▸ Problem to solve:
Repeat each record exactly as written, and drop any images.

# start of Data records

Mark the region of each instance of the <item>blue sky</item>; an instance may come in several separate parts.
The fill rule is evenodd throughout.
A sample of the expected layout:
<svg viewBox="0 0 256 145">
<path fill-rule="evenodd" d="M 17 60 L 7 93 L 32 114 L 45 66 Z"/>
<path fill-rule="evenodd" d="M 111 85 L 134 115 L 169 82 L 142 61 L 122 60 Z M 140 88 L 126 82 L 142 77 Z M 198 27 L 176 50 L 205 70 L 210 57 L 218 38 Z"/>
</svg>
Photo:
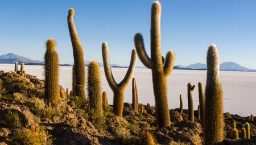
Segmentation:
<svg viewBox="0 0 256 145">
<path fill-rule="evenodd" d="M 150 9 L 154 1 L 0 1 L 0 55 L 14 52 L 42 60 L 44 42 L 57 43 L 60 63 L 72 64 L 67 23 L 69 8 L 85 60 L 102 61 L 101 44 L 109 44 L 110 63 L 129 65 L 133 37 L 143 35 L 150 55 Z M 221 63 L 256 68 L 256 1 L 160 1 L 162 50 L 176 54 L 175 65 L 206 63 L 215 43 Z M 139 60 L 138 66 L 143 65 Z"/>
</svg>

# end of Data records

▸ Reply to the exercise:
Mark the region of each instance of the <item>blue sky</item>; an instance may come in several separate parts.
The fill rule is evenodd throughout.
A sample of the expected layout:
<svg viewBox="0 0 256 145">
<path fill-rule="evenodd" d="M 17 60 L 7 93 L 32 114 L 45 66 Z"/>
<path fill-rule="evenodd" d="M 111 85 L 134 115 L 169 82 L 142 61 L 122 60 Z M 140 88 L 126 82 L 142 77 Z M 198 27 L 176 50 L 205 70 L 210 57 L 218 38 Z"/>
</svg>
Photo:
Segmentation:
<svg viewBox="0 0 256 145">
<path fill-rule="evenodd" d="M 150 9 L 154 1 L 0 1 L 0 55 L 14 52 L 42 60 L 44 42 L 57 43 L 60 63 L 72 64 L 67 23 L 69 8 L 85 60 L 102 61 L 101 44 L 109 44 L 110 63 L 129 65 L 133 37 L 143 35 L 150 55 Z M 221 63 L 256 68 L 256 1 L 160 1 L 162 50 L 176 54 L 175 65 L 206 63 L 215 43 Z M 139 60 L 138 66 L 143 65 Z"/>
</svg>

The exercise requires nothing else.